= Dataset entries =
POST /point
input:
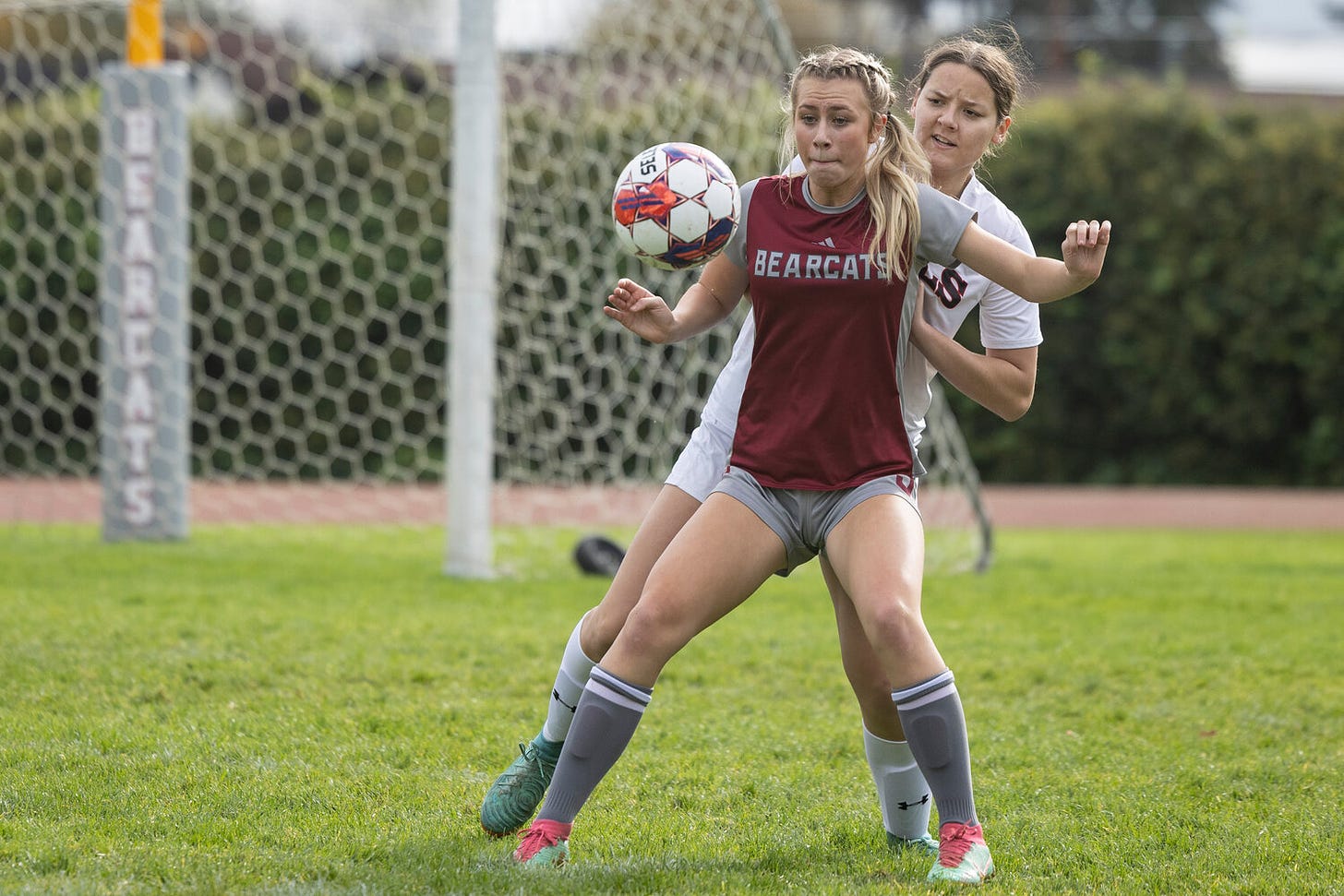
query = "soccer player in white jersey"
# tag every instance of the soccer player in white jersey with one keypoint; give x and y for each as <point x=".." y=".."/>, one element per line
<point x="972" y="118"/>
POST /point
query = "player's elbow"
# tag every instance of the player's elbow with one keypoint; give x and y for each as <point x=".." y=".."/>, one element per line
<point x="1015" y="406"/>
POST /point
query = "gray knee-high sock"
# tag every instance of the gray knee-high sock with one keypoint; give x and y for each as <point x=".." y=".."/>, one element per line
<point x="604" y="723"/>
<point x="936" y="728"/>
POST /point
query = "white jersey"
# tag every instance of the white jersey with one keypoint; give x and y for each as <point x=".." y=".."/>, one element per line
<point x="951" y="293"/>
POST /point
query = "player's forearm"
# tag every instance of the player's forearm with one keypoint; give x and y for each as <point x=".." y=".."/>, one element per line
<point x="1000" y="386"/>
<point x="698" y="311"/>
<point x="1047" y="280"/>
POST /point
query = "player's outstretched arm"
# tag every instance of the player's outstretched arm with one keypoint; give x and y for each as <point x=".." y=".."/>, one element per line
<point x="1039" y="280"/>
<point x="707" y="303"/>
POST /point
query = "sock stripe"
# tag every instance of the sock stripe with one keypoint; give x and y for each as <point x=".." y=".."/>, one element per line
<point x="618" y="690"/>
<point x="925" y="692"/>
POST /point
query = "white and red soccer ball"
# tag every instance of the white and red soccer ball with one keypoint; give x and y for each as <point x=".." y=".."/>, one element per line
<point x="675" y="206"/>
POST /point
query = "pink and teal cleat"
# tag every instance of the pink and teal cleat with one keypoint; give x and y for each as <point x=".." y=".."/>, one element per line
<point x="963" y="856"/>
<point x="545" y="842"/>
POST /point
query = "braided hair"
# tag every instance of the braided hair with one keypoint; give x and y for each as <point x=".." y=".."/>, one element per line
<point x="893" y="170"/>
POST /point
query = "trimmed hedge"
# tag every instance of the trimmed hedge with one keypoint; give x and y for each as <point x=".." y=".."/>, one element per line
<point x="1211" y="348"/>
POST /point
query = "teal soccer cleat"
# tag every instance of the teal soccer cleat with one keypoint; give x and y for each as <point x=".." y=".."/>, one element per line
<point x="516" y="793"/>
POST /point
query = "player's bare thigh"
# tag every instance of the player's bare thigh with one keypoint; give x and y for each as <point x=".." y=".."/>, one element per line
<point x="877" y="553"/>
<point x="714" y="563"/>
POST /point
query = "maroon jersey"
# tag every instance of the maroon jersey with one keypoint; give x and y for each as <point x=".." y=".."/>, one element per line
<point x="822" y="406"/>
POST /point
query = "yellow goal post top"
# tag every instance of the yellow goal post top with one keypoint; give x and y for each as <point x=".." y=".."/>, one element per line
<point x="144" y="32"/>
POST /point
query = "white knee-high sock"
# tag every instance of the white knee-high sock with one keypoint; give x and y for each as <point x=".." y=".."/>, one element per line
<point x="902" y="792"/>
<point x="569" y="687"/>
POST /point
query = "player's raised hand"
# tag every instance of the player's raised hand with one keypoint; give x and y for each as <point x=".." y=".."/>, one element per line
<point x="640" y="311"/>
<point x="1085" y="247"/>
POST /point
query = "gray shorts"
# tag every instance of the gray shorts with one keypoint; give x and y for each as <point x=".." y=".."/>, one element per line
<point x="801" y="518"/>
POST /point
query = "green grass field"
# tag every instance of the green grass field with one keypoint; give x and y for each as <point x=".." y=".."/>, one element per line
<point x="318" y="711"/>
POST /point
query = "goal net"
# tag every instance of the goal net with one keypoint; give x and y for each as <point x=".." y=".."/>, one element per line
<point x="320" y="194"/>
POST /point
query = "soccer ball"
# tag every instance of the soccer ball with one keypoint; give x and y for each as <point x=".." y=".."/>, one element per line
<point x="675" y="206"/>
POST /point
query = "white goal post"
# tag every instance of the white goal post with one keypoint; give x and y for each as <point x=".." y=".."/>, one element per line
<point x="321" y="199"/>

= Description of the task =
Line by line, transcribe the records exactly, omitting the images.

= Completed task =
POST /point
input:
query = "soccer player in white jersey"
# tag every instance of the soccer player in white jersey with one keypoint; give x and y for each as <point x=".." y=".."/>, one element per line
<point x="972" y="118"/>
POST /point
query = "player's elbow"
# tag every instance of the player's elbow with one keypoint; give x and y for each as <point x=".." y=".."/>, one element per line
<point x="1015" y="406"/>
POST /point
query = "gray knee-high sock"
# tag every instance of the gray knee-high sock with one keypoint; give x and y for each as <point x=".." y=".."/>, one element per line
<point x="604" y="723"/>
<point x="936" y="728"/>
POST /point
query = "white jersey"
# tag every instance of the white jersey with one keypoint; give x and y for each as <point x=".." y=".."/>, one element per line
<point x="951" y="293"/>
POST /point
query = "player's forearm"
# tag every instance of the player's forearm with one keypoint; give x and y for each as <point x=".." y=".."/>, one element per line
<point x="1000" y="386"/>
<point x="698" y="311"/>
<point x="1047" y="280"/>
POST /point
query = "player's outstretched arm"
# tag every instance of the player's outstretched arm with one keypoint; give x and y for each as <point x=".." y=".."/>, one element per line
<point x="1039" y="280"/>
<point x="707" y="303"/>
POST /point
query = "sock stripe"
# tag every instance of the sock stripe with one keypoint; give x and y for each as <point x=".." y=".."/>, one element per line
<point x="618" y="690"/>
<point x="925" y="692"/>
POST /point
query = "white and red soccer ball"
# tag every instance of the white and red soccer ball with one keypoint; give x and y for each as <point x=".." y=".."/>, one element per line
<point x="675" y="206"/>
POST /point
query = "pink and teal cleat"
# tag every instance of the pink and teal cleat with one keypoint; give x and y for each as <point x=".." y=".."/>, one element per line
<point x="963" y="856"/>
<point x="545" y="842"/>
POST /point
query = "braided hair"
# tag every instance of the braided hair with one keypoint; give x and y for each as <point x=".." y=".."/>, one element per line
<point x="893" y="170"/>
POST /point
query = "trimmed hedge"
# tag every instance of the trimmed hedge with one keypoint; give x and y for each as <point x=".." y=".."/>, one element per line
<point x="1211" y="348"/>
POST /point
query = "teal soccer cleat"
# tag every instance of the teal soccer cleat with one keypoint; give x and y for each as <point x=".." y=".."/>, one element per line
<point x="516" y="793"/>
POST /point
query = "player's bare thigh"
# tag every instance of the player's bare thigh with one keypoint; give x and y for each as <point x=".." y=".."/>, one element per line
<point x="877" y="553"/>
<point x="714" y="563"/>
POST /point
query = "maroon jersey"
# tag every instance of the maroon jersey with one keypoint; give x and y for each as <point x=".." y=".."/>, one element per line
<point x="822" y="406"/>
POST /point
query = "yellow goal post top"
# tag every instance of the yellow goal post top with one keypoint; give x and y for each as <point x=".." y=".."/>, one element per line
<point x="144" y="32"/>
POST /point
query = "white knee-high sock"
# tag every instance of the white knee-high sock with one keypoint; give x and y for each as <point x=".." y=".."/>, one element per line
<point x="902" y="792"/>
<point x="569" y="687"/>
POST /point
query = "player's raised hand"
# tag every instance of the player's raised hand with one keypoint; give x and y for each as <point x=".." y=".."/>, one element per line
<point x="640" y="311"/>
<point x="1085" y="247"/>
POST /point
query = "gray shorts"
# tag every instance of the gray shorts with one keypoint; give x and y for each as <point x=".." y=".."/>, one element per line
<point x="801" y="518"/>
POST /point
query = "green grass field"
# tag every instance of the green grass field with one keypoint; give x and y for each as <point x=".." y=".."/>, one element per line
<point x="318" y="711"/>
POST /point
query = "goal net"
# tag every instance of the goal net with one keypoint; give x and y for each as <point x=".." y=".."/>, one element per line
<point x="320" y="194"/>
POST /point
query = "soccer ball"
# tag every instance of the soccer ball with one keypoint; give x and y for each as <point x=".." y=".."/>, one element per line
<point x="675" y="206"/>
POST /point
query = "white goal post"
# tag every instance of the white goal post with one keypoint; give x and y for each as <point x=".." y=".."/>, one element per line
<point x="321" y="199"/>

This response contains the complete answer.